Given records:
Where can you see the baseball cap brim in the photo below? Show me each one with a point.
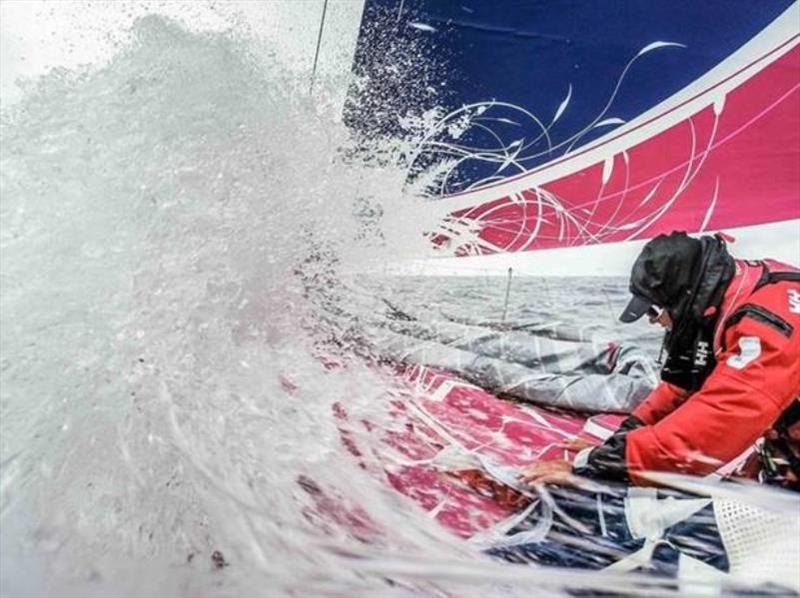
(635, 309)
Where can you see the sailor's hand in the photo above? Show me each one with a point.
(549, 472)
(577, 444)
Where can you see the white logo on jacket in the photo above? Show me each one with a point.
(701, 355)
(749, 350)
(794, 301)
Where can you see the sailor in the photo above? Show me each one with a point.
(731, 378)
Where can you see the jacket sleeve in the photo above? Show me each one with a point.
(664, 399)
(755, 379)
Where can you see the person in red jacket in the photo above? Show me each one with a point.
(731, 375)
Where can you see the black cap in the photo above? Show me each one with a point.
(661, 273)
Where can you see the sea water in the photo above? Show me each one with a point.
(170, 223)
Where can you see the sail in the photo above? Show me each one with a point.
(565, 124)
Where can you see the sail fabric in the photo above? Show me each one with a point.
(563, 124)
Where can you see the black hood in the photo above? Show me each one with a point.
(666, 268)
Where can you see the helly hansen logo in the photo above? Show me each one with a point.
(701, 354)
(794, 301)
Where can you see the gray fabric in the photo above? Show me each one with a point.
(595, 377)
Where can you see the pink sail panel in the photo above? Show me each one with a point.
(733, 163)
(436, 414)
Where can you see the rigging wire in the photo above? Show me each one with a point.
(319, 42)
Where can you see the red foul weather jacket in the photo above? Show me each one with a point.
(755, 380)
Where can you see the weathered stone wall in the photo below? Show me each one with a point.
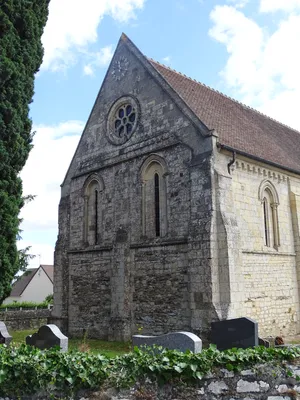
(24, 319)
(264, 382)
(131, 278)
(268, 288)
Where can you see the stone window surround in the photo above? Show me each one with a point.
(111, 118)
(93, 182)
(154, 164)
(269, 199)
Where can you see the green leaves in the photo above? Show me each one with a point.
(21, 27)
(26, 370)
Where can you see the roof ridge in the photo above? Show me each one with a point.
(223, 94)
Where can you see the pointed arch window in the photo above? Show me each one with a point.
(92, 210)
(154, 199)
(270, 201)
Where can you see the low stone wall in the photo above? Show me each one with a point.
(24, 319)
(264, 382)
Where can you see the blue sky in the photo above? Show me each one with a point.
(248, 49)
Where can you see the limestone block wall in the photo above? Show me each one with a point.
(270, 287)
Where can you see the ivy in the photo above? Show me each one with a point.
(26, 370)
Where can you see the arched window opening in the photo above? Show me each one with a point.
(156, 204)
(92, 205)
(270, 201)
(266, 227)
(154, 199)
(96, 216)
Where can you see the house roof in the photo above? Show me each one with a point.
(20, 285)
(23, 281)
(49, 270)
(239, 127)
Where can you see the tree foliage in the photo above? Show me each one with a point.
(21, 27)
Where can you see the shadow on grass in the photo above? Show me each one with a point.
(110, 349)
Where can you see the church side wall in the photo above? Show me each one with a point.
(130, 276)
(270, 289)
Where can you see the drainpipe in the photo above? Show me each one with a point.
(231, 162)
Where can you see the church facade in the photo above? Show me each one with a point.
(180, 207)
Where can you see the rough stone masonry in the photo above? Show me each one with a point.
(161, 227)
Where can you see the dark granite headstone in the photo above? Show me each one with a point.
(180, 341)
(5, 337)
(238, 332)
(263, 342)
(48, 336)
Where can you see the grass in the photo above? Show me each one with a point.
(110, 349)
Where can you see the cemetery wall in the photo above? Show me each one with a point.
(24, 319)
(264, 382)
(268, 288)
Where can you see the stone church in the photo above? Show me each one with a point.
(181, 206)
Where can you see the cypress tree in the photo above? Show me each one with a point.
(21, 27)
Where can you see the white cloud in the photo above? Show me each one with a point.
(238, 3)
(88, 70)
(262, 67)
(98, 59)
(279, 5)
(72, 27)
(44, 171)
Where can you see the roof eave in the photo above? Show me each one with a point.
(256, 158)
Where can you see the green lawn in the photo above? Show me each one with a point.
(110, 349)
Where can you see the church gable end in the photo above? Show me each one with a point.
(127, 217)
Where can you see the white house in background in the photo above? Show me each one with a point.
(34, 285)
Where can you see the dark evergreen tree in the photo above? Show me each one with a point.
(21, 26)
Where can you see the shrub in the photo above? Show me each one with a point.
(27, 370)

Task goal: Using the material above, extract the line that contains "Where can you see the white cloud" and every line after it, exactly as given; stop at the last line.

Task result:
Where can you see the white cloud in the photo above? Show me each one with a point.
(238, 3)
(88, 70)
(262, 67)
(98, 59)
(279, 5)
(72, 27)
(44, 171)
Where can you see the roof eave in the photo above? Show me each one with a point.
(256, 158)
Where can you see the green lawn in the photo above? Show me each one with a point.
(110, 349)
Where can you see the church gable end in the photo above? Show me each one with a point.
(127, 217)
Where can you see the white house in background in the photo above? Show me each one with a point.
(34, 285)
Where can you see the dark evergreen tree in the photo above? Show me each one with a point.
(21, 26)
Where can you see the shrub in the photo above? Show me each one with a point.
(27, 370)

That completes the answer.